[Begin Text segment]
Citation : 2017 Latest Caselaw 9619 Bom
Judgement Date : 14 December, 2017

Bombay High Court
Madhu S. Gupta vs V.R. Pictures And 3 Ors on 14 December, 2017
Bench: G.S. Patel
                         Gaurang Doshi v Madhu S Gupta & Anr
                                 951-nms456-15.doc




 Atul


                                                                  REPORTABLE

      IN THE HIGH COURT OF JUDICATURE AT BOMBAY
           ORDINARY ORIGINAL CIVIL JURISDICTION
                 NOTICE OF MOTION NO. 456 OF 2015
                                          IN
                               SUIT NO. 1967 OF 2009


 Madhu Sushil Gupta
 of Bombay, Indian Inhabitant, carrying on
 business in the firm name and style of M/s.
[End Text segment]
To be done »
Answer these from the court document:
1. Who is named on the bench?
2. What is the notice of motion number?
3. In which suit was that motion filed?
Please rely on the court document alone.
[Begin Data supplied]
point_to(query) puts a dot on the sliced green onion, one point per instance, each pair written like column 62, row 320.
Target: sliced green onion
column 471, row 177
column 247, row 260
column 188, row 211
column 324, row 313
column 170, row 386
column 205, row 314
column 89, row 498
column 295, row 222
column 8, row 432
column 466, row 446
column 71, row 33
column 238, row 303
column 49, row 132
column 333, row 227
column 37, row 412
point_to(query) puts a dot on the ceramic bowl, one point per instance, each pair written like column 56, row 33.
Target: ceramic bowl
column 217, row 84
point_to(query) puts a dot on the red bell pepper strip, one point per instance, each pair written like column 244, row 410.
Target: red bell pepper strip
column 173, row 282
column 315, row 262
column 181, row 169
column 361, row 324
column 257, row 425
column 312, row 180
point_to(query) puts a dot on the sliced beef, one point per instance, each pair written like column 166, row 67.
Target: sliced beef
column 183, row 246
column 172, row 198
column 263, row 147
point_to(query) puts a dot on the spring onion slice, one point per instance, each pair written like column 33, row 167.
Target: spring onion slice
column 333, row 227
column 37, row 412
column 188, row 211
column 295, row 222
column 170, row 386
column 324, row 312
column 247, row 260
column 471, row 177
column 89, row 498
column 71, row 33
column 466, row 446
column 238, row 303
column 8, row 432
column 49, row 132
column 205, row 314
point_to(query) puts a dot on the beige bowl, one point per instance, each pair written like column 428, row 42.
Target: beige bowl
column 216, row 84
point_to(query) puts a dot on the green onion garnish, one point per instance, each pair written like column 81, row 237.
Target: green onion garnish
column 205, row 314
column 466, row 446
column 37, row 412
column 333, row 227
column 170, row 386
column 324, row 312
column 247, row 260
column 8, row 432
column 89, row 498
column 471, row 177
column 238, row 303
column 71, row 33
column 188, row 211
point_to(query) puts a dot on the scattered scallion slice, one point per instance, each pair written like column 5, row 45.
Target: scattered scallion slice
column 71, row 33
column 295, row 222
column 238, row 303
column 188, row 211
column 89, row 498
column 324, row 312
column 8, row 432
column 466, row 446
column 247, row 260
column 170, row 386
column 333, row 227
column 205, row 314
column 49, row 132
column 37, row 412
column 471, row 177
[End Data supplied]
Correct output »
1. G.S. Patel
2. Notice of Motion No. 456 of 2015
3. Suit No. 1967 of 2009